■ Task item: Write the records out again, precisely as they stand.

START Data extracts

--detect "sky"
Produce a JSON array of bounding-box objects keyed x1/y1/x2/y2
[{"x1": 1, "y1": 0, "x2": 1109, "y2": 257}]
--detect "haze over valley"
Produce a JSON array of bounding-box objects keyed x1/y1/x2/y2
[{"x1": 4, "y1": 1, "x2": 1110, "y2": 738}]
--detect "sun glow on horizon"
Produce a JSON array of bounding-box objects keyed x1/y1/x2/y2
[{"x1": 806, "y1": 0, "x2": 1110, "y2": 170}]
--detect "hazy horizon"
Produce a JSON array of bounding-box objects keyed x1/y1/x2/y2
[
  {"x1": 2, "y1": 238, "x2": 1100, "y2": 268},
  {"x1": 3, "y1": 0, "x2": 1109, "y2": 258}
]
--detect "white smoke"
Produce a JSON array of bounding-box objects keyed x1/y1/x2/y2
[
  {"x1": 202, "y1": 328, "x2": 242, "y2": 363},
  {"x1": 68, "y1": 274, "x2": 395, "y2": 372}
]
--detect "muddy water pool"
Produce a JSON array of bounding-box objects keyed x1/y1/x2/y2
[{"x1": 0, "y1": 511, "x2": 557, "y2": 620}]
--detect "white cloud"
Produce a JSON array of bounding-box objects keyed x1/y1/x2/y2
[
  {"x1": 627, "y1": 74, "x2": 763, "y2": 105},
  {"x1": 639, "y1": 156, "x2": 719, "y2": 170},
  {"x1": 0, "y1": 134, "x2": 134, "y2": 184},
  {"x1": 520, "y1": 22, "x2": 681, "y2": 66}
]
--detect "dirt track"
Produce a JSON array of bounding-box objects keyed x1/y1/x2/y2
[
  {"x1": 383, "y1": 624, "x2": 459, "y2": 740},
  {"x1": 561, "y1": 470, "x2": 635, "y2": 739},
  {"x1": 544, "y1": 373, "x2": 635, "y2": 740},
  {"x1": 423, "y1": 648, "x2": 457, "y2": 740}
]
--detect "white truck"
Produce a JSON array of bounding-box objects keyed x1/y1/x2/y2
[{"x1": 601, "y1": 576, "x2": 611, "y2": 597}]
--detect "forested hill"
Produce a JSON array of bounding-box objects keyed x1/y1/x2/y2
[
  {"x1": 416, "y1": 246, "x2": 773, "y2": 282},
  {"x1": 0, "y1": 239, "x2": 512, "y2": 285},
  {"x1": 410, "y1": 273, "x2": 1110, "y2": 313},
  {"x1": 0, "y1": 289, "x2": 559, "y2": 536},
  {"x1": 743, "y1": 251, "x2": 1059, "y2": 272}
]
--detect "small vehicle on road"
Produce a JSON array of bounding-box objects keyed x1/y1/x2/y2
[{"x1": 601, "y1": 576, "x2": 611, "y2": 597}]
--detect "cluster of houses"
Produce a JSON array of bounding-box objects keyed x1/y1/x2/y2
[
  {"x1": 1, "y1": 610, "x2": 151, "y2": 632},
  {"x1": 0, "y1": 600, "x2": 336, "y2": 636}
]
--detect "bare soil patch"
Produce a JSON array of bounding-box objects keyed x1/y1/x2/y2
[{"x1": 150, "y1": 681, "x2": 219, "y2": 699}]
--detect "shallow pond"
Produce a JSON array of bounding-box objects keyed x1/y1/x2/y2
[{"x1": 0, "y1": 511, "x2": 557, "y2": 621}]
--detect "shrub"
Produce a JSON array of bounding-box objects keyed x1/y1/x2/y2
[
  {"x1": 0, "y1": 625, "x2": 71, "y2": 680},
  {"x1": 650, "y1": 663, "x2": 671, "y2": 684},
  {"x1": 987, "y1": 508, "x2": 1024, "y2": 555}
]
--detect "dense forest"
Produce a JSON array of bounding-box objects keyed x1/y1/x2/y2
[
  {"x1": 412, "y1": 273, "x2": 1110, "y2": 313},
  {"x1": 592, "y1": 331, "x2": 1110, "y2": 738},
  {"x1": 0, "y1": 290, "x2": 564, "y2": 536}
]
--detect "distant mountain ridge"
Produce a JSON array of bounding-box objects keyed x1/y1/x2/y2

END Data extracts

■ Your response:
--detect "sky"
Produce a JSON array of bounding-box objects keyed x1/y1/x2/y2
[{"x1": 1, "y1": 0, "x2": 1109, "y2": 257}]
--detect "haze over valley"
Produce a JSON array of bounding-box objects keyed x1/y1/x2/y2
[{"x1": 4, "y1": 1, "x2": 1110, "y2": 738}]
--detect "sun glow on horizon"
Produce a JSON array of bounding-box objects keyed x1/y1/x2/y2
[{"x1": 806, "y1": 0, "x2": 1110, "y2": 170}]
--detect "hazy horizon"
Produce a JSON array of bounding-box objects keyed x1/y1/x2/y2
[
  {"x1": 2, "y1": 238, "x2": 1100, "y2": 268},
  {"x1": 3, "y1": 0, "x2": 1109, "y2": 258}
]
--detect "white smoke"
Produce a JSON array of bounding-box objects keyed x1/y1/x2/y2
[
  {"x1": 202, "y1": 328, "x2": 242, "y2": 363},
  {"x1": 68, "y1": 274, "x2": 395, "y2": 372}
]
--detect "muddy water pool"
Produce a JSON array of bounding-box objects keyed x1/y1/x2/y2
[{"x1": 0, "y1": 511, "x2": 557, "y2": 620}]
--detect "white cloud"
Produce a JSON array of bounding-box objects keyed x1/y1/x2/y2
[
  {"x1": 627, "y1": 74, "x2": 763, "y2": 105},
  {"x1": 639, "y1": 156, "x2": 719, "y2": 170},
  {"x1": 0, "y1": 134, "x2": 134, "y2": 184},
  {"x1": 520, "y1": 22, "x2": 681, "y2": 66}
]
--detect "dirt track"
Produce a JSON array of bounding-box objects keyed x1/y1/x2/y2
[
  {"x1": 383, "y1": 624, "x2": 459, "y2": 740},
  {"x1": 561, "y1": 470, "x2": 635, "y2": 739},
  {"x1": 544, "y1": 373, "x2": 635, "y2": 740},
  {"x1": 423, "y1": 648, "x2": 457, "y2": 740}
]
--detect "white truck"
Produce a JSON array of bounding-box objects keyed x1/y1/x2/y2
[{"x1": 601, "y1": 576, "x2": 611, "y2": 597}]
--detect "forested hill"
Produce a JSON array of bounding-box objects keyed x1/y1/x2/y2
[
  {"x1": 416, "y1": 246, "x2": 773, "y2": 282},
  {"x1": 0, "y1": 239, "x2": 512, "y2": 285},
  {"x1": 410, "y1": 273, "x2": 1110, "y2": 313},
  {"x1": 0, "y1": 289, "x2": 559, "y2": 536},
  {"x1": 743, "y1": 251, "x2": 1059, "y2": 272}
]
--detect "small vehicle on road"
Produce a JSON array of bounding-box objects keyed x1/y1/x2/y2
[{"x1": 601, "y1": 576, "x2": 611, "y2": 597}]
--detect "cluster of houses"
Produce a JSON array of bounding-box objects keyed x1/y1/x2/y2
[
  {"x1": 1, "y1": 610, "x2": 151, "y2": 632},
  {"x1": 0, "y1": 600, "x2": 336, "y2": 636}
]
--detect "bare soil patch"
Produce a JSON array of bounding-box objects keyed x1/y1/x2/y2
[{"x1": 150, "y1": 681, "x2": 219, "y2": 699}]
--detect "shallow pond"
Produce a JSON array of bounding-box objects keyed x1/y1/x2/y2
[{"x1": 0, "y1": 511, "x2": 557, "y2": 621}]
--detect "shrub"
Produce a JSON array of bounding-box objects keyed x1/y1/x2/y2
[
  {"x1": 0, "y1": 625, "x2": 71, "y2": 680},
  {"x1": 650, "y1": 663, "x2": 671, "y2": 684},
  {"x1": 987, "y1": 508, "x2": 1024, "y2": 555}
]
--detect "dense forest"
Produce a JSON array of bounding-box objects keyed x1/y1/x2/y2
[
  {"x1": 412, "y1": 273, "x2": 1110, "y2": 313},
  {"x1": 592, "y1": 331, "x2": 1110, "y2": 738},
  {"x1": 0, "y1": 290, "x2": 564, "y2": 536}
]
--detect "distant mountain ridge"
Produce a JSON array of bounding-box objects keyed x1/y1/x2/y2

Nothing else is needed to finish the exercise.